**Texte à lire:**
::::::
Livres
H ISTORIEN et cinéphile - il est notamment l'auteur d'une monumentale histoire des « Cahiers du cinéma » ainsi que d'une biographie de François Truffaut, en collaboration avec Serge Tubiana - Antoine de Baecque signe aujourd'hui un passionnant essai, « les Eclats du rire » (1), sous-titré « La culture des rieurs au XVIIIe siècle ». Pourquoi s'intéresser au siècle des Lumières ? Parce qu'alors une culture spécifique s'est constituée autour du fait de rire, avec ses pratiques et ses représentations : des manières de rire, des sujets de rire, des groupes et des destins de rieurs, des réseaux, des genres particuliers, des valeurs, des débats et des polémiques.
Le but de l'ouvrage, original, est ainsi d'approcher la culture des Lumières par le biais révélateur du rire. Et plus précisément, de revenir aux origines de la guerre du rire révolutionnaire, puisque, dès 1789, la politique est le point d'aboutissement de la culture des rieurs du siècle, lesquels peuvent être aristocrates ou patriotes.
C'est ainsi qu'Antoine de Baecque détaille avec allégresse les trois grandes traditions du rire des Lumières.
Le bel esprit, revendiqué par le « Régiment de la calotte » au début du siècle puis par les persifleurs de la « faction satyrique » : un rire qui affirme sa culture nobiliaire et qui cherche à préserver des habitudes, une langue, un esprit, hérités de la tradition, contre les éclats de la modernité ; un rire, illustré avec brio par Rivarol, qui lutte contre l'absolutisme comme contre la Révolution.
La gaieté, ensuite, qui vise à établir le « bon rire » comme un trait fondamental du caractère national, l'attachant à la culture gauloise et l'opposant ainsi à la revendication aristocratique du bel esprit ; une gaieté française parfaitement définie par le journaliste patriote Joseph Antoine Cérutti et qui se devait d'être au service de la pédagogie révolutionnaire.
Décriée par la satire et par la gaieté, comme synonyme de bassesse et de vulgarité, la farce, enfin, est néanmoins un genre à la mode et un spectacle goûté par tous ; le poissard, la farce ivrogne, l'opéra comique, l'arlequinade, le burlesque, le scatologique, les genres sont multiples et séduisent une population très mélangée ; avec une mention spéciale, souligne l'auteur, pour le cabaretier et son plus célèbre représentant de la fin du XVIIIe siècle, Jean Ramponeau.
::::::
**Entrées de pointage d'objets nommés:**
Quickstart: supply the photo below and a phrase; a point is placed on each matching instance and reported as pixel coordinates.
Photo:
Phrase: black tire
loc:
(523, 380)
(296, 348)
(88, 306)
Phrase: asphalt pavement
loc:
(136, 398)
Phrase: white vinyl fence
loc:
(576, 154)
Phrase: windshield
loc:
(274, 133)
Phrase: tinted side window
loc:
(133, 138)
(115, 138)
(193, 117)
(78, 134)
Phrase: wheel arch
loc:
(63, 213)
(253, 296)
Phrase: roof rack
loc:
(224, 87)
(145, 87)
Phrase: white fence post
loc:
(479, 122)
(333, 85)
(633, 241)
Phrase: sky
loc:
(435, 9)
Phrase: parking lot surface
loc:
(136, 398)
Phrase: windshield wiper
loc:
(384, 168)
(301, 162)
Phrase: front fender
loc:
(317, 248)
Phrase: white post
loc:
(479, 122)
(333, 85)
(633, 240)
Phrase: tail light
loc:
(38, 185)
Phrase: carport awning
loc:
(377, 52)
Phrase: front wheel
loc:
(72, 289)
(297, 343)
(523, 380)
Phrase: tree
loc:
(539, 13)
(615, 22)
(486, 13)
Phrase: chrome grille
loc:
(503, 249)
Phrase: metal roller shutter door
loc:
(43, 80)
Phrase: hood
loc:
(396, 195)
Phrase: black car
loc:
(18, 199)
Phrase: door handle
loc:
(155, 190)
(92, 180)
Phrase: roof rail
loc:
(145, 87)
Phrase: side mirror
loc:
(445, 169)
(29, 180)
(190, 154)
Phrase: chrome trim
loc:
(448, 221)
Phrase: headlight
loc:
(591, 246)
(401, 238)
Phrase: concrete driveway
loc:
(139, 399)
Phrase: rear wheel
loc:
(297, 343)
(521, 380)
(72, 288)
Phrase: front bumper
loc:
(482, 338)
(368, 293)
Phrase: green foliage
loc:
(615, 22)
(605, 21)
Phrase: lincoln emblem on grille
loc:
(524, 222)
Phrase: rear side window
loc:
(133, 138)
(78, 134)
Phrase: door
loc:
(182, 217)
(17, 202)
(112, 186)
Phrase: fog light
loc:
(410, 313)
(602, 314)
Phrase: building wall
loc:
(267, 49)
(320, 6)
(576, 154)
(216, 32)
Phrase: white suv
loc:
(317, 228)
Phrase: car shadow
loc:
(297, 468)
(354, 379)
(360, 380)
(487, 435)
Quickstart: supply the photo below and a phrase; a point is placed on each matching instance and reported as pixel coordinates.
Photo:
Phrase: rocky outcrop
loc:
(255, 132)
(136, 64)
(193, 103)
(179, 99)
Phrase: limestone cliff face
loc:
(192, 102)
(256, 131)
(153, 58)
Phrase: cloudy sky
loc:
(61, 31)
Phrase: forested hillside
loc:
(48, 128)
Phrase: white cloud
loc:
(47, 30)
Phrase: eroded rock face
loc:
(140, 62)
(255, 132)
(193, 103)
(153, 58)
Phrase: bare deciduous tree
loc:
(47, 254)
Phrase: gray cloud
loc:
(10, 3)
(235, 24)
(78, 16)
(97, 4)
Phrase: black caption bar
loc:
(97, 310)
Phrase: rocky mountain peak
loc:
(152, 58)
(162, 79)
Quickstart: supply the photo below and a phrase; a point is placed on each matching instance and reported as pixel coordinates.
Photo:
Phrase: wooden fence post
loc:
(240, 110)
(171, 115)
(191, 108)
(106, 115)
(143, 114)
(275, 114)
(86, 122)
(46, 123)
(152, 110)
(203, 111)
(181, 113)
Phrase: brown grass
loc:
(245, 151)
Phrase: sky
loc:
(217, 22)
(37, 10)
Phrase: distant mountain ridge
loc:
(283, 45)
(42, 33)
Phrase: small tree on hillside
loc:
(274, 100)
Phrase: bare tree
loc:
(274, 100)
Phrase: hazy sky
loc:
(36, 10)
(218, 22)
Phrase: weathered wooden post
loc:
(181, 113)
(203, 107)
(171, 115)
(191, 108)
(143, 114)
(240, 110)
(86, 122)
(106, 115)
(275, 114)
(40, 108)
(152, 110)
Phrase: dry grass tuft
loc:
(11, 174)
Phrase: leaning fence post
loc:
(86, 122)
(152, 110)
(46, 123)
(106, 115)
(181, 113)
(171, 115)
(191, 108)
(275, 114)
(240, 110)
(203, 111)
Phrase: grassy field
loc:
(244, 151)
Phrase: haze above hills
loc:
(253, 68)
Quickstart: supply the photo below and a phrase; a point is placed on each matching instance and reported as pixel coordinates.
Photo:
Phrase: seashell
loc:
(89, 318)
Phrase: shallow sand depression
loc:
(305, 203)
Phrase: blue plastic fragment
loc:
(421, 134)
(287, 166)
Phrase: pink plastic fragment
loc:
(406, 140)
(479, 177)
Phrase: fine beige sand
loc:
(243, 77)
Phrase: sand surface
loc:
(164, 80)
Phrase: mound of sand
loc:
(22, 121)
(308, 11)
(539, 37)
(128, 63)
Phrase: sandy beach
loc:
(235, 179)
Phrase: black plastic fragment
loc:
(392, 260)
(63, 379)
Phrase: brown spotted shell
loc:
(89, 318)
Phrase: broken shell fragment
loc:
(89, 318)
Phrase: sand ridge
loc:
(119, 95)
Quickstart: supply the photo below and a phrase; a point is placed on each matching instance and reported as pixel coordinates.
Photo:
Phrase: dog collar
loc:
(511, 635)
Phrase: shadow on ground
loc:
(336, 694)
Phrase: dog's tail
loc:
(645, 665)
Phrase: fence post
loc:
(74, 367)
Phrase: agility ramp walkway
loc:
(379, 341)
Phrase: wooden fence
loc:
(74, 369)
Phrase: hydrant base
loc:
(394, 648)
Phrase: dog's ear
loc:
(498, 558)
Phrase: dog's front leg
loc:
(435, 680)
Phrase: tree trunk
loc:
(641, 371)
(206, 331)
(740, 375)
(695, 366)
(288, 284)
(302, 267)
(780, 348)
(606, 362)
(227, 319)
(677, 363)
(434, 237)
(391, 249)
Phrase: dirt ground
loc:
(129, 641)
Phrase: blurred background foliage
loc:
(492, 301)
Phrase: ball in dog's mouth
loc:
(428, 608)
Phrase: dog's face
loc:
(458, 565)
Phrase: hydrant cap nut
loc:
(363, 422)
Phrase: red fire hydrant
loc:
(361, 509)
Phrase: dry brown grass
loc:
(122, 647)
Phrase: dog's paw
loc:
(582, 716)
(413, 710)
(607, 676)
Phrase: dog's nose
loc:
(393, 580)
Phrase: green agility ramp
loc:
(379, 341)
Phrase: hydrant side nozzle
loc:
::::::
**Objectifs:**
1. Répondez à ces questions d'après le texte sur le rire des Lumières.
(a) Avec qui Antoine de Baecque a-t-il écrit une biographie de François Truffaut ?
(b) Quel journaliste patriote a défini la gaieté française ?
(c) Qui est présenté comme le plus célèbre représentant du cabaretier à la fin du XVIIIe siècle ?
2. Reproduisez à l'identique, dans le texte sur le rire des Lumières, le passage allant de « La gaieté, ensuite, qui » jusqu'à « la pédagogie révolutionnaire. ».
Les enregistrements forment un matériau à part, distinct du texte.

**Réponses par tâche:**
1.
(a) Serge Tubiana
(b) Joseph Antoine Cérutti
(c) Jean Ramponeau

2.
La gaieté, ensuite, qui vise à établir le « bon rire » comme un trait fondamental du caractère national, l'attachant à la culture gauloise et l'opposant ainsi à la revendication aristocratique du bel esprit ; une gaieté française parfaitement définie par le journaliste patriote Joseph Antoine Cérutti et qui se devait d'être au service de la pédagogie révolutionnaire.